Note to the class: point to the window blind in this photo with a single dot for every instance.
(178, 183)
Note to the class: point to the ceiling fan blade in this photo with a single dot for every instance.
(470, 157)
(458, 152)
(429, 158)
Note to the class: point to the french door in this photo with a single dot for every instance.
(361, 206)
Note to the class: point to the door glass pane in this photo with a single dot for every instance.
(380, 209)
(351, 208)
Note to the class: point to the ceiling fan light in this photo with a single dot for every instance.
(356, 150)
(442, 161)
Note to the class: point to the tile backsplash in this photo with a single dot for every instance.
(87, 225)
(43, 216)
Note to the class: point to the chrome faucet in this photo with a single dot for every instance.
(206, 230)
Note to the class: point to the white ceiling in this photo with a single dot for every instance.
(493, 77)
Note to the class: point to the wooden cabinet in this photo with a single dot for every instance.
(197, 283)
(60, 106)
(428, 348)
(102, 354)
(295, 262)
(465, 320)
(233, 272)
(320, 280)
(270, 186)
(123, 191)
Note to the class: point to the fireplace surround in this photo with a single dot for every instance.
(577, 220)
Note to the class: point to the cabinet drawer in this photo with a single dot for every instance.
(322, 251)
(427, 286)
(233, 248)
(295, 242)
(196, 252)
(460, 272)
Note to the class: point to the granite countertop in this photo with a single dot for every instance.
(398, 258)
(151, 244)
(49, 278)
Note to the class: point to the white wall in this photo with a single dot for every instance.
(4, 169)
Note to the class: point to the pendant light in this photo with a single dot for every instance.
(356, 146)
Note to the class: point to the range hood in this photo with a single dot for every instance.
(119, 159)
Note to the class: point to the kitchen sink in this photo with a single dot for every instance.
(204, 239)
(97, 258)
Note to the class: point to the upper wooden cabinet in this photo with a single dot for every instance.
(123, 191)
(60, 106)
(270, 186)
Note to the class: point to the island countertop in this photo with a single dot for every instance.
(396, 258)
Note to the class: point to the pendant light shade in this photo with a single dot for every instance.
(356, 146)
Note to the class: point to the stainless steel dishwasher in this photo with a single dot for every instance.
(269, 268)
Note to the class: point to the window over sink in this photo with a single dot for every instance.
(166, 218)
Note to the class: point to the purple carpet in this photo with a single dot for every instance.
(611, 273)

* * *

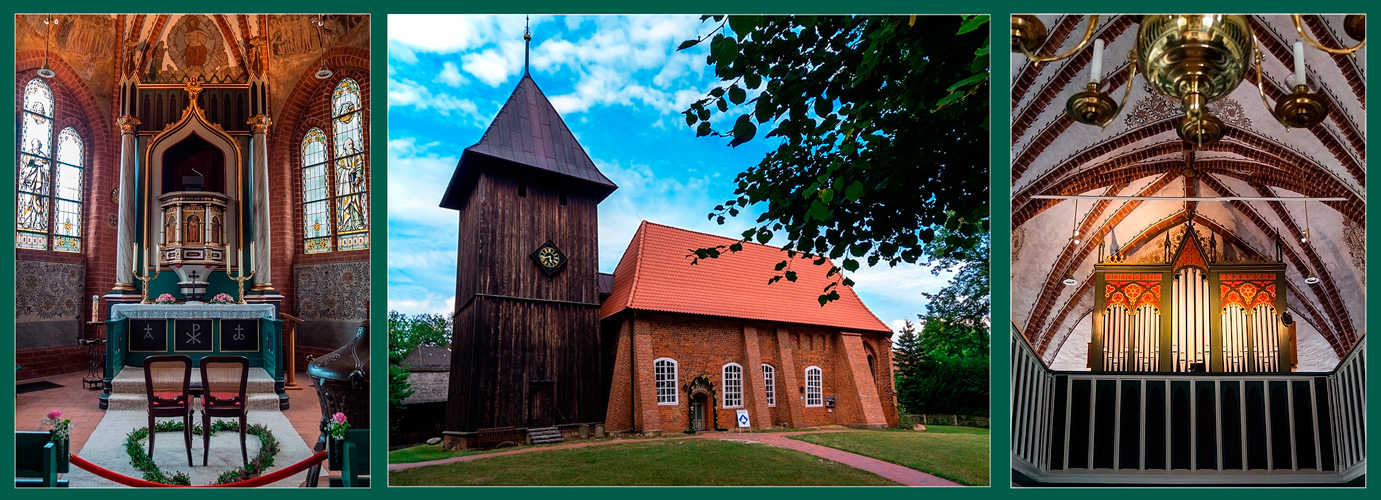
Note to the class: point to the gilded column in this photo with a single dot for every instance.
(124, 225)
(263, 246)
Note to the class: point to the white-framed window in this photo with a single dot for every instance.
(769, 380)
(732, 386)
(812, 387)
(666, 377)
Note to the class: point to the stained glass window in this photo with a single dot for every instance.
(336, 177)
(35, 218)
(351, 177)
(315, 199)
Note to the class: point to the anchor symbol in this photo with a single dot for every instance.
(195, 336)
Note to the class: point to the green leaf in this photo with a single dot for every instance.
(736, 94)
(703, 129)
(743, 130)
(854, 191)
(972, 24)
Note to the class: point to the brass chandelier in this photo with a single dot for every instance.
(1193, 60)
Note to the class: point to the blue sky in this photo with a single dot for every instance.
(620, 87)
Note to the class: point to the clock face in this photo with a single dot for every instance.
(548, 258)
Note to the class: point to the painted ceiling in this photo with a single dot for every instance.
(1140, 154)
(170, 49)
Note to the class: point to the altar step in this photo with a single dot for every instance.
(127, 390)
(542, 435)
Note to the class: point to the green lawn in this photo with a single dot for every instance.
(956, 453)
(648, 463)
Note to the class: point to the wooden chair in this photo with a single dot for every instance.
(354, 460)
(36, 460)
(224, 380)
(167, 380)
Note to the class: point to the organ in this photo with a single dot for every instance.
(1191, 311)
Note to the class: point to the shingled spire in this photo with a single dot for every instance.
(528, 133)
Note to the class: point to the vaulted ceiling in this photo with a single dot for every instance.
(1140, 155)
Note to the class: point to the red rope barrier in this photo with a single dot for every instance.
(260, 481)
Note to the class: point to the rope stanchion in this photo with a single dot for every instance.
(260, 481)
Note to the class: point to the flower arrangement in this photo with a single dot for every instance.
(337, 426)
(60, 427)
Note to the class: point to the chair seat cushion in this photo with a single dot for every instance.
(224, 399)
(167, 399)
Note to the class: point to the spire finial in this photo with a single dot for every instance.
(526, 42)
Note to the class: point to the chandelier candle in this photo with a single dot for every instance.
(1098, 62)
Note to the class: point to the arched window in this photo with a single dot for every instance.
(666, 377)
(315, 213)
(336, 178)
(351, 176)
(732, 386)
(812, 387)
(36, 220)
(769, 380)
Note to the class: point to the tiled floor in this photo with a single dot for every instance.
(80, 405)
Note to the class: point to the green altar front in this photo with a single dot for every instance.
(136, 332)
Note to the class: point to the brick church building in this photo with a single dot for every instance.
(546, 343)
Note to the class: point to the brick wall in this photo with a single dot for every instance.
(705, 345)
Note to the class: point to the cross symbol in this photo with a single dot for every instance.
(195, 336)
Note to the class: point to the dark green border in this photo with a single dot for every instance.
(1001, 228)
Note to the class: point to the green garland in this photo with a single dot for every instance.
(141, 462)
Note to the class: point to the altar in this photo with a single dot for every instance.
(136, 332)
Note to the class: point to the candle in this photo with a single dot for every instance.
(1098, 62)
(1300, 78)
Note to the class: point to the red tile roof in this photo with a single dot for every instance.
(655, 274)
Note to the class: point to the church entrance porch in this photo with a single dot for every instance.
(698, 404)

**PROBLEM**
Switch "wooden chair" to "wooden pew" in the stretch of records from the line containing "Note to the class: point to the painted" through the line containing "(1191, 311)". Write out only those lines again, leaving everything else as it is.

**ANSWER TO THIS PROBLEM**
Note to the class: point to the painted ceiling in this photo with a single dot for every instance.
(1140, 154)
(170, 49)
Note to the class: point to the altar step in this photo with a single dot for every instance.
(127, 390)
(542, 435)
Note to the class: point to the green lawn in this photo with a single dot for every instance.
(956, 453)
(648, 463)
Note to the class: point to the wooden pew in this photo with a single dot for every instance.
(354, 460)
(36, 460)
(224, 380)
(167, 380)
Note to the class: point to the organ in this photo with a single dot for every instance.
(1191, 311)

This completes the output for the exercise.